# Dataset entries
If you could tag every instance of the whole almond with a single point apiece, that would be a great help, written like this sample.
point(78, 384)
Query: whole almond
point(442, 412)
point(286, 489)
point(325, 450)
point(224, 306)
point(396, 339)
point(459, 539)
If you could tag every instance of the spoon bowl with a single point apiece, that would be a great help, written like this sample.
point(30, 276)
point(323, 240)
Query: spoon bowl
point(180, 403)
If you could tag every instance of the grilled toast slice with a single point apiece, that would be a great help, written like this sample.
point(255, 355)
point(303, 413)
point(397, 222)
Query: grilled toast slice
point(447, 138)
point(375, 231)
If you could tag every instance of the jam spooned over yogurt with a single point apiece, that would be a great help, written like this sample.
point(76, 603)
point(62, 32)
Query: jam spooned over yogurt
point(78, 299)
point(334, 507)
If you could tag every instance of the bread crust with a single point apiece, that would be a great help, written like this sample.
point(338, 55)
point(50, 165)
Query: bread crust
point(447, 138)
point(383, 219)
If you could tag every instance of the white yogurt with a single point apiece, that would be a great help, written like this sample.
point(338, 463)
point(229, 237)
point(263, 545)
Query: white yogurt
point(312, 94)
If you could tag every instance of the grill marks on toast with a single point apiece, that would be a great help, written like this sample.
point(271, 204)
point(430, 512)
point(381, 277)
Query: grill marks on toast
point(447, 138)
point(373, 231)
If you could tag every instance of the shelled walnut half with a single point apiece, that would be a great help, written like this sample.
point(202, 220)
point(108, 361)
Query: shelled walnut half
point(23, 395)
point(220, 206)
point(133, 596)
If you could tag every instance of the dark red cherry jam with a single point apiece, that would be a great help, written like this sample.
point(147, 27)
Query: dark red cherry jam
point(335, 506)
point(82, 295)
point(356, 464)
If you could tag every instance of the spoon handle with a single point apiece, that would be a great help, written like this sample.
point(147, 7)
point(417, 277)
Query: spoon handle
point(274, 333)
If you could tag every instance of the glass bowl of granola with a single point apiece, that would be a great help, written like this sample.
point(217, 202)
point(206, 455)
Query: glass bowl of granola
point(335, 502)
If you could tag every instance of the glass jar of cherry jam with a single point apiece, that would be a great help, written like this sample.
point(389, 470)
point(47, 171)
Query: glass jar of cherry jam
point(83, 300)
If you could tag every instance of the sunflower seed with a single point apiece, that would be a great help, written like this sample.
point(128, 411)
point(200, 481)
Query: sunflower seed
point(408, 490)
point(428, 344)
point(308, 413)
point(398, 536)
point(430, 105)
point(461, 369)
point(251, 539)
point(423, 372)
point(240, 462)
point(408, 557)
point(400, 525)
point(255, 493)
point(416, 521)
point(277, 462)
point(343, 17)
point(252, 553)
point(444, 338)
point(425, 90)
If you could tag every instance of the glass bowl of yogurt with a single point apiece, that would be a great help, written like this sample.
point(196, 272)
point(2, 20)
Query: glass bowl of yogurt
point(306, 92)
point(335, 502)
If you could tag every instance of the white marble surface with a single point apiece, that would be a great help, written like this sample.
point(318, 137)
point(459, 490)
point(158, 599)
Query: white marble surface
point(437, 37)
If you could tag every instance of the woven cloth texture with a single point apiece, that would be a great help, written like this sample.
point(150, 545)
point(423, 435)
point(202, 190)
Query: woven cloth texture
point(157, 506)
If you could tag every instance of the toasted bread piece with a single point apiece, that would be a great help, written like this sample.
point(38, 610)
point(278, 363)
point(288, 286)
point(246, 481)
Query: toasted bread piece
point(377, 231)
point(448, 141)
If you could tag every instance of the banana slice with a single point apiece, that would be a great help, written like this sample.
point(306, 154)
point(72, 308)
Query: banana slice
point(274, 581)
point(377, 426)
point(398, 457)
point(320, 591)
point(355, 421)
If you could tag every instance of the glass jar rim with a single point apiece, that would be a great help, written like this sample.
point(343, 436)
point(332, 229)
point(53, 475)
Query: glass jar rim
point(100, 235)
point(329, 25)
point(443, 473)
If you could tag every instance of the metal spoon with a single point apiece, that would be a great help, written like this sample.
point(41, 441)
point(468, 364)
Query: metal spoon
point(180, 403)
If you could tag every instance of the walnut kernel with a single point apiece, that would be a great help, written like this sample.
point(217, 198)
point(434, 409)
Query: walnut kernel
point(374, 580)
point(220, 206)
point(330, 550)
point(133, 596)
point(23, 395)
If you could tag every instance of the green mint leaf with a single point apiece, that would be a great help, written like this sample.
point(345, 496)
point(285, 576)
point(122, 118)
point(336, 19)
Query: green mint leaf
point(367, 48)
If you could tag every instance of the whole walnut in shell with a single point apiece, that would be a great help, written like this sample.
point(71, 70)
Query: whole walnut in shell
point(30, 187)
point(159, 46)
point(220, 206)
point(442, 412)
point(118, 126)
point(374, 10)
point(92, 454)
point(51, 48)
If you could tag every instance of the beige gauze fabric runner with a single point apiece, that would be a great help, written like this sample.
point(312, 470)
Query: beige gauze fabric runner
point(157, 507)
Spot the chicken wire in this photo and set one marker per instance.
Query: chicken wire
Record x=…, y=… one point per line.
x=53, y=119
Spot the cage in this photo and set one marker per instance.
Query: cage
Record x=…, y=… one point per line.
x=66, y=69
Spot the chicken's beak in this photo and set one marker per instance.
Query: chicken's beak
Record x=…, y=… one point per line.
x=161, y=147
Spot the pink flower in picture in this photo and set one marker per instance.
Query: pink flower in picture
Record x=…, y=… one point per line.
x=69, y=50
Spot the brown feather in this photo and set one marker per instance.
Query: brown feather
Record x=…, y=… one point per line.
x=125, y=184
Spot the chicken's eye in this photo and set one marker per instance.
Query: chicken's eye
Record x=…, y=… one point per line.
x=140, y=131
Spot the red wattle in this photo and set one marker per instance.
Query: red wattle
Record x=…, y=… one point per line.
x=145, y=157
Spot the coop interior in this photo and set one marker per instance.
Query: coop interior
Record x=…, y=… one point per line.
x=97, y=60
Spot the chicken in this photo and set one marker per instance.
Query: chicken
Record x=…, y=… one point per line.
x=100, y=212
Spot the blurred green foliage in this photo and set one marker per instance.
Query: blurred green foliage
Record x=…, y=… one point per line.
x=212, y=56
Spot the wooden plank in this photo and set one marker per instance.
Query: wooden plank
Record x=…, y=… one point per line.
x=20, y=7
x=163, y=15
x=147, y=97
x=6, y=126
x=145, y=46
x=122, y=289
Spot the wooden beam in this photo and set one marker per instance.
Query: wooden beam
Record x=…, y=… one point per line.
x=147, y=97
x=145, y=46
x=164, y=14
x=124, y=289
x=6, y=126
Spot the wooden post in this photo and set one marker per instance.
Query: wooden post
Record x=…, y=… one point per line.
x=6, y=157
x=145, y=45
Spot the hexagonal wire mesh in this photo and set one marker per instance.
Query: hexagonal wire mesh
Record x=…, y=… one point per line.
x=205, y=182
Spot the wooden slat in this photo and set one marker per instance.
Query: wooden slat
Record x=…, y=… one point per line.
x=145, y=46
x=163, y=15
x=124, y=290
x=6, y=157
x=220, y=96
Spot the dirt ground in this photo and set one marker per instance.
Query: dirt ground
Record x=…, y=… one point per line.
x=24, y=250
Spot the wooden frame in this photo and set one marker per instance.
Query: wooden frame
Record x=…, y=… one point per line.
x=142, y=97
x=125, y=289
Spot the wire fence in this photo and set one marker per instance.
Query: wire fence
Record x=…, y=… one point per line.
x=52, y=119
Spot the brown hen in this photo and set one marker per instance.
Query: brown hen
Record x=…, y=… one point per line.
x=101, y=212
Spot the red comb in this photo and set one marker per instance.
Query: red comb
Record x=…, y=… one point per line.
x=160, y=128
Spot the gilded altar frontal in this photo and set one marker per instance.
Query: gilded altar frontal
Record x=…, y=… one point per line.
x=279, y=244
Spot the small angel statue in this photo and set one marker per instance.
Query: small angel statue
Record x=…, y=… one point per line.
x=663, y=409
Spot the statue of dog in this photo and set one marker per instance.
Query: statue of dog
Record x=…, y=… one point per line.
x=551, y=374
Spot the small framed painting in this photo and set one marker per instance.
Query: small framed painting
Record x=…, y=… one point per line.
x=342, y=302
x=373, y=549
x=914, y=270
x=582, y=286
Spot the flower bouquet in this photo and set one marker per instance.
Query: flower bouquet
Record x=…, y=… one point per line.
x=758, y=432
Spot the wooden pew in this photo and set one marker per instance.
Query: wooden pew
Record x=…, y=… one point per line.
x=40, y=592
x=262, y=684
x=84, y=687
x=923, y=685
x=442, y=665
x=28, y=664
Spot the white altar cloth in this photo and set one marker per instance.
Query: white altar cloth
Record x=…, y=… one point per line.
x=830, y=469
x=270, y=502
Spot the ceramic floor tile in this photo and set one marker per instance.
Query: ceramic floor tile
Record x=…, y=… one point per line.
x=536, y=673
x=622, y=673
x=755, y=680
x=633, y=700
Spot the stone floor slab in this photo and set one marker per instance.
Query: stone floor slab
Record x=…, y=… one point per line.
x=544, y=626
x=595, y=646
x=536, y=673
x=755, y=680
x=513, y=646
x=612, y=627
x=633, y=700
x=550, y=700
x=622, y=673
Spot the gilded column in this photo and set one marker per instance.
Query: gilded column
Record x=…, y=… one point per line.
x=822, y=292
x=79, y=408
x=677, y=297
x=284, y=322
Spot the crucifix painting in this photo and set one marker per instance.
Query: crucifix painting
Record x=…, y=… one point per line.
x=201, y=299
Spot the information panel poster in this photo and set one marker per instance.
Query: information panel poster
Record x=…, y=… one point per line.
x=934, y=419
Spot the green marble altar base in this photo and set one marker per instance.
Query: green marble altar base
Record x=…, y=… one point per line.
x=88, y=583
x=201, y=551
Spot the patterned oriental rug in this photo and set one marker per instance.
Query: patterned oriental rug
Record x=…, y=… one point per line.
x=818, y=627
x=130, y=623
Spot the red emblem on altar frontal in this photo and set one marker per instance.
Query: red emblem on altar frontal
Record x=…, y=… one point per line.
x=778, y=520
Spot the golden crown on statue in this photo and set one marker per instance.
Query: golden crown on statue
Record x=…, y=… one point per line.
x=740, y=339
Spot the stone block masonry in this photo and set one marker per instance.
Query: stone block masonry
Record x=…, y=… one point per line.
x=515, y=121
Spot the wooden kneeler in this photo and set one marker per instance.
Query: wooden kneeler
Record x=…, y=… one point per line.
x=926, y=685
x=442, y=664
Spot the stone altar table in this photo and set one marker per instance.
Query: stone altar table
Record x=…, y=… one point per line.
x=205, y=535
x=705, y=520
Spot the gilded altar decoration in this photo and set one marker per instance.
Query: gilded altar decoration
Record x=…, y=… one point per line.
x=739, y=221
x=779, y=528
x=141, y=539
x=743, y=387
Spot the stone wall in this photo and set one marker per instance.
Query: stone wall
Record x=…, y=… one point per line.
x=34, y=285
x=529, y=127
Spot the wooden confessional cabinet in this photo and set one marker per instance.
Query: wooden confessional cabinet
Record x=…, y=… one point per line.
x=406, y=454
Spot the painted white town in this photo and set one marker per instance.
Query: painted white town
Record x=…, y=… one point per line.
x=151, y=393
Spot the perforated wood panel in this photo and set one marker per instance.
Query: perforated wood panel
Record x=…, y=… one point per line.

# AIM OF THE TASK
Can you repeat, word for word, every line above from the one containing "If you could tag every instance of the banana" down to the one containing "point(53, 475)", including both?

# ANSWER BOX
If you could tag every instance of the banana slice with a single point apiece, that would be a great help, written like this sample.
point(306, 154)
point(72, 308)
Query: banana slice
point(274, 581)
point(377, 426)
point(398, 457)
point(320, 591)
point(355, 421)
If you could tag every instance of the glass jar rim with a single point apiece, that would be a great help, written like this sample.
point(343, 436)
point(332, 229)
point(53, 475)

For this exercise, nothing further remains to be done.